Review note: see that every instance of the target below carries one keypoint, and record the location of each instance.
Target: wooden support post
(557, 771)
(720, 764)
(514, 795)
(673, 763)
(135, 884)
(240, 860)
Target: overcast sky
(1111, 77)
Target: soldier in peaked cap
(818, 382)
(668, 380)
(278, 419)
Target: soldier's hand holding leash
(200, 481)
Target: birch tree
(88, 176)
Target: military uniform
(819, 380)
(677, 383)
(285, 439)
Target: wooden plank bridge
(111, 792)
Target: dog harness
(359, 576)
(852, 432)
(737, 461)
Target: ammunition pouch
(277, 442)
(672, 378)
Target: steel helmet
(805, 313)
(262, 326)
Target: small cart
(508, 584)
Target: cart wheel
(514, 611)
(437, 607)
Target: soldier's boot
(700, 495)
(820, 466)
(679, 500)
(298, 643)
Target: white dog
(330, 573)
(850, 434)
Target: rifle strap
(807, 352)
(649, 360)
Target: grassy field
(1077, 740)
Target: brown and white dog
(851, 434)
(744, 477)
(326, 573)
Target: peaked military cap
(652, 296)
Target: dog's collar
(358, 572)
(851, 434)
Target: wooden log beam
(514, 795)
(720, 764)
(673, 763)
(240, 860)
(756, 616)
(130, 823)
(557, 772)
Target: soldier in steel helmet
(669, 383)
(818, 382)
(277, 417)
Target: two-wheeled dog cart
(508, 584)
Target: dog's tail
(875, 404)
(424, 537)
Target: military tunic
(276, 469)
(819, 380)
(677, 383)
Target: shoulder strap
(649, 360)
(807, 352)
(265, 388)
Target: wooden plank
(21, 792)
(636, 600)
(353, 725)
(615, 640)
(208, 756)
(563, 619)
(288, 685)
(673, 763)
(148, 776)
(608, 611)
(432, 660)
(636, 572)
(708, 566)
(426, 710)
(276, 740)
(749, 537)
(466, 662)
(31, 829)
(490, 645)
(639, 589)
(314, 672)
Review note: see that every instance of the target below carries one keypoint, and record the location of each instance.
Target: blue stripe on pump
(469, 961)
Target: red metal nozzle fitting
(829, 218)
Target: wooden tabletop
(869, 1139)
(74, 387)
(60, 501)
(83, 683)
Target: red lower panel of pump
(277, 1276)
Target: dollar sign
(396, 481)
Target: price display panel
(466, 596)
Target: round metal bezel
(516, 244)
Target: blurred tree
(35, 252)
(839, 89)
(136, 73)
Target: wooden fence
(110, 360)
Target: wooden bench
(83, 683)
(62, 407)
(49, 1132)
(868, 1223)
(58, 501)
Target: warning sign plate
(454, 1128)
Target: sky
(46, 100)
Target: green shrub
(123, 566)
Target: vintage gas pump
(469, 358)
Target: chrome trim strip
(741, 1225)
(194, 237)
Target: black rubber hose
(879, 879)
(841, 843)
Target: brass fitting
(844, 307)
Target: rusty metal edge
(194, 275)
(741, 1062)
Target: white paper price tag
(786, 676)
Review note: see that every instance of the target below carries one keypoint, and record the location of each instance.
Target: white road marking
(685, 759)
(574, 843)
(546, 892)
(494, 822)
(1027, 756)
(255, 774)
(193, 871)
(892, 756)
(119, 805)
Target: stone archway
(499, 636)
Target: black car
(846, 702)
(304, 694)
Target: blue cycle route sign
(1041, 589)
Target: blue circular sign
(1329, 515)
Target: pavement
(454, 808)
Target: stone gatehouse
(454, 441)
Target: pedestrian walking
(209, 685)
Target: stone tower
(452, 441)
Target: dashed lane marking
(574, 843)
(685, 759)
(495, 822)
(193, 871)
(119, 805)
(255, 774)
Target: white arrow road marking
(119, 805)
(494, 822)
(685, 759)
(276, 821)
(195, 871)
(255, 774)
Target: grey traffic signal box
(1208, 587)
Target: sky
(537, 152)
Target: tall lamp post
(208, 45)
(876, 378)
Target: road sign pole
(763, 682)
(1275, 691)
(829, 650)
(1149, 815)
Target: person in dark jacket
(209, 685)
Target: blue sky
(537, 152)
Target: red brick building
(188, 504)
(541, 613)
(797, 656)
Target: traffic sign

| The request |
Repeat the data above exactly.

| Exercise output |
Review note: see that every instance of the target below carries one keypoint, and record the location of each instance.
Target: wooden support post
(557, 771)
(720, 764)
(514, 795)
(673, 763)
(135, 884)
(240, 860)
Target: overcast sky
(1111, 77)
Target: soldier in peaked cap
(818, 382)
(668, 380)
(278, 419)
Target: soldier's hand holding leash
(200, 481)
Target: birch tree
(88, 176)
Target: military uniform
(819, 380)
(677, 383)
(285, 439)
Target: wooden plank bridge
(111, 792)
Target: dog harness
(359, 576)
(852, 432)
(737, 461)
Target: ammunition pouch
(277, 442)
(672, 378)
Target: steel helmet
(805, 313)
(262, 326)
Target: small cart
(508, 584)
Target: cart wheel
(514, 611)
(437, 607)
Target: soldier's boot
(700, 495)
(820, 466)
(679, 500)
(298, 643)
Target: white dog
(330, 573)
(850, 434)
Target: rifle strap
(807, 352)
(649, 360)
Target: grassy field
(1077, 740)
Target: brown and white dog
(851, 434)
(744, 477)
(326, 573)
Target: peaked military cap
(652, 296)
Target: dog's collar
(358, 572)
(851, 434)
Target: wooden log beam
(514, 795)
(720, 764)
(673, 763)
(240, 860)
(756, 616)
(130, 823)
(557, 772)
Target: soldier in steel helmet
(669, 383)
(818, 382)
(277, 417)
Target: two-wheeled dog cart
(508, 584)
Target: dog's tail
(875, 404)
(424, 537)
Target: military tunic
(276, 469)
(819, 380)
(677, 383)
Target: shoulder strap
(649, 360)
(807, 352)
(265, 388)
Target: wooden plank
(21, 792)
(636, 600)
(353, 725)
(615, 640)
(208, 756)
(563, 619)
(288, 685)
(673, 763)
(148, 776)
(608, 611)
(432, 660)
(636, 572)
(708, 566)
(426, 710)
(276, 740)
(749, 537)
(466, 662)
(31, 829)
(490, 645)
(639, 589)
(314, 672)
Review note: see that every instance of the target below carries one keypoint, and record the location of each instance.
Target: blue stripe on pump
(469, 961)
Target: red metal nozzle fitting
(829, 218)
Target: wooden tabletop
(869, 1139)
(74, 387)
(60, 501)
(83, 683)
Target: red lower panel of pump
(277, 1276)
Target: dollar sign
(396, 481)
Target: price display panel
(466, 596)
Target: round metal bezel
(516, 244)
Target: blurred tree
(35, 252)
(839, 89)
(136, 73)
Target: wooden fence
(110, 360)
Target: wooden bench
(83, 683)
(62, 407)
(49, 1132)
(868, 1223)
(58, 501)
Target: warning sign plate
(454, 1128)
Target: sky
(46, 100)
Target: green shrub
(123, 566)
Target: vintage gas pump
(469, 358)
Target: chrome trim strip
(741, 1225)
(194, 237)
Target: black rubber hose
(879, 879)
(841, 843)
Target: brass fitting
(844, 307)
Target: rusty metal edge
(194, 275)
(741, 1062)
Target: white paper price tag
(786, 676)
Review note: see that every instance of the target below carries one keypoint, and record the location of each instance.
Target: white road marking
(685, 759)
(574, 843)
(546, 892)
(494, 822)
(1027, 756)
(255, 774)
(193, 871)
(892, 756)
(119, 805)
Target: stone archway
(499, 636)
Target: black car
(846, 702)
(304, 694)
Target: blue cycle route sign
(1041, 589)
Target: blue circular sign
(1329, 515)
Target: pavement
(454, 808)
Target: stone gatehouse
(454, 441)
Target: pedestrian walking
(209, 685)
Target: stone tower
(452, 441)
Target: dashed lane marking
(574, 843)
(685, 759)
(495, 822)
(193, 871)
(119, 805)
(255, 774)
Target: white arrow road marking
(119, 805)
(494, 822)
(685, 759)
(276, 821)
(195, 871)
(255, 774)
Target: grey traffic signal box
(1208, 587)
Target: sky
(537, 152)
Target: tall lamp post
(208, 45)
(876, 378)
Target: road sign pole
(763, 682)
(1275, 691)
(829, 650)
(1149, 815)
Target: person in dark jacket
(209, 685)
Target: blue sky
(537, 152)
Target: red brick building
(188, 504)
(541, 613)
(797, 656)
Target: traffic sign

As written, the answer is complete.